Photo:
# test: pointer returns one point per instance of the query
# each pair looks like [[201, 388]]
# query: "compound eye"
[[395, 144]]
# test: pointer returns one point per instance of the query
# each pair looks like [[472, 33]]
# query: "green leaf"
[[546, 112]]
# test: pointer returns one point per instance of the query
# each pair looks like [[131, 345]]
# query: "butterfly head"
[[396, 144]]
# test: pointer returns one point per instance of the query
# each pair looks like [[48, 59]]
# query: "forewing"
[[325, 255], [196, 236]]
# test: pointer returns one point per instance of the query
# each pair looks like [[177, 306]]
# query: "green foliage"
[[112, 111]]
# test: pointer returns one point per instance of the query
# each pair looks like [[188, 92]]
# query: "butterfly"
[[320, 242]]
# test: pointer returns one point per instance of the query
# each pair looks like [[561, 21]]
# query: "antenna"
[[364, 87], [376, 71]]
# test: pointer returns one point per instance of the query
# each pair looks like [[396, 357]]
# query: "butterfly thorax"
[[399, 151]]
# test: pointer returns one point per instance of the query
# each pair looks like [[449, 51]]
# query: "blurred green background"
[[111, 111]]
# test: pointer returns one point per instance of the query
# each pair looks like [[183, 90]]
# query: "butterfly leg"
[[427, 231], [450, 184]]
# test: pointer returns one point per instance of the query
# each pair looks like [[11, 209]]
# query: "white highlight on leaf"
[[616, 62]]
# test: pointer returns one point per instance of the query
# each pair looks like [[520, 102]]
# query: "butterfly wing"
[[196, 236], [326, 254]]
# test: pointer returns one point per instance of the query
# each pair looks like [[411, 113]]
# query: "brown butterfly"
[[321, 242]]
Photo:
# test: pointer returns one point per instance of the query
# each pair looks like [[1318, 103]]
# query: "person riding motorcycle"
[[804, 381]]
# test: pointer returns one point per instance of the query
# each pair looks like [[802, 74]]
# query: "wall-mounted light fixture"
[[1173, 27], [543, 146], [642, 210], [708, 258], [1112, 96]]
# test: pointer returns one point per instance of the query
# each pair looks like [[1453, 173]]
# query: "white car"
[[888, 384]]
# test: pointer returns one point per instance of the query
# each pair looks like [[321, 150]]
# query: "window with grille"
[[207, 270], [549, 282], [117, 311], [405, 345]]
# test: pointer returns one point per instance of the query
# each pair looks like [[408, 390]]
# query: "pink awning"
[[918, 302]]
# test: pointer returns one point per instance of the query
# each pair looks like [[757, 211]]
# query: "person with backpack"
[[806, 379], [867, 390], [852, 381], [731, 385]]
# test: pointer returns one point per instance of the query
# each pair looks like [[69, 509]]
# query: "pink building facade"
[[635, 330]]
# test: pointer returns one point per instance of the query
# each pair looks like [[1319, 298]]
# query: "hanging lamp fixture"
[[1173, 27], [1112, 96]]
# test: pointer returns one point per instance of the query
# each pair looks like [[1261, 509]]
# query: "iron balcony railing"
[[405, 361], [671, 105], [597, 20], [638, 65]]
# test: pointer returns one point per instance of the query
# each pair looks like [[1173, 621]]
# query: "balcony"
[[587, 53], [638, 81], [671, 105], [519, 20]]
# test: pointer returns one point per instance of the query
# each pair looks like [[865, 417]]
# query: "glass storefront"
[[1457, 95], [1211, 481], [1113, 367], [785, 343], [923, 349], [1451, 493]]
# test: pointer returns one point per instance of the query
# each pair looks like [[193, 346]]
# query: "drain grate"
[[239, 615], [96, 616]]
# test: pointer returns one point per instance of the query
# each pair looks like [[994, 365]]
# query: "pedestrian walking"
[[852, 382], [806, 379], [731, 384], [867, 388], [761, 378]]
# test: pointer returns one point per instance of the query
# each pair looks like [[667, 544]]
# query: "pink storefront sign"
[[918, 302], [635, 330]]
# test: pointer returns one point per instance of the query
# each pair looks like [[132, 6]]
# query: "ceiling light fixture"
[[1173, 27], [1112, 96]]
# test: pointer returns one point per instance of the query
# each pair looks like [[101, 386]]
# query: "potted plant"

────────────────────────────────────────

▶ _WHAT YOU WILL DO_
Rescale the listing from its first line through the line with "[[1173, 27], [543, 146], [642, 210], [708, 258], [1112, 96]]", both ends included, and write out every line again, requests too. Multiply each point coordinate in the answers by 2.05 and round to whole numbers, halves up, leaving the numbers in the requests and their sample pairs as they are.

▶ _SOLVED EXERCISE_
Photo:
# test: pointer returns one point per instance of the query
# each pair looks like [[201, 388]]
# query: "compound eye"
[[810, 295]]
# test: pointer returns one point per instance of the query
# each pair looks like [[472, 33]]
# query: "green leaf"
[[1119, 230]]
# test: pointer returns one point per instance of the query
# each pair looks like [[131, 345]]
# query: "butterfly head"
[[812, 295]]
# test: pointer returns one point per instance of the query
# each pair looks like [[48, 59]]
# query: "forewing"
[[666, 523], [402, 484]]
# test: pointer returns one point per instance of the query
# each pair looks like [[177, 306]]
# query: "green foliage"
[[230, 228]]
# test: pointer returns one point per instance of the query
# each pair looks like [[188, 92]]
# query: "butterfly"
[[656, 496]]
# test: pointer returns one point per instance of the query
# each pair looks like [[561, 21]]
# query: "antenna"
[[746, 178], [771, 146]]
# test: pointer returns one point per instance of the query
# each pair looks like [[396, 357]]
# query: "butterfly thorax"
[[818, 310]]
# test: pointer returns one point per instance of the query
# each pair looks like [[449, 51]]
# query: "blurred green background"
[[228, 228]]
# test: pointer returns one point per instance of the query
# each pair looks like [[183, 90]]
# query: "butterfly leg"
[[875, 474], [923, 377]]
# test: pointer returns one point per instance of the query
# each pair looks like [[11, 209]]
# query: "white highlight on leaf"
[[1263, 127]]
# test: pointer returns one point per instance of the query
# each pair looks like [[520, 102]]
# query: "butterfly wing"
[[402, 484], [668, 521]]
# test: pointer returns one point per instance of the query
# each pair looks like [[411, 113]]
# query: "brown butterfly"
[[658, 496]]
Photo:
# test: pointer returns one point per instance of the query
# each pair looks like [[1318, 103]]
# query: "person riding motorcycle"
[[1648, 781]]
# test: pointer returns one point per instance of the query
# each pair looks like [[802, 74]]
# query: "wall-mounted light fixture"
[[2405, 55], [1113, 299], [1316, 431], [1451, 529], [2280, 197]]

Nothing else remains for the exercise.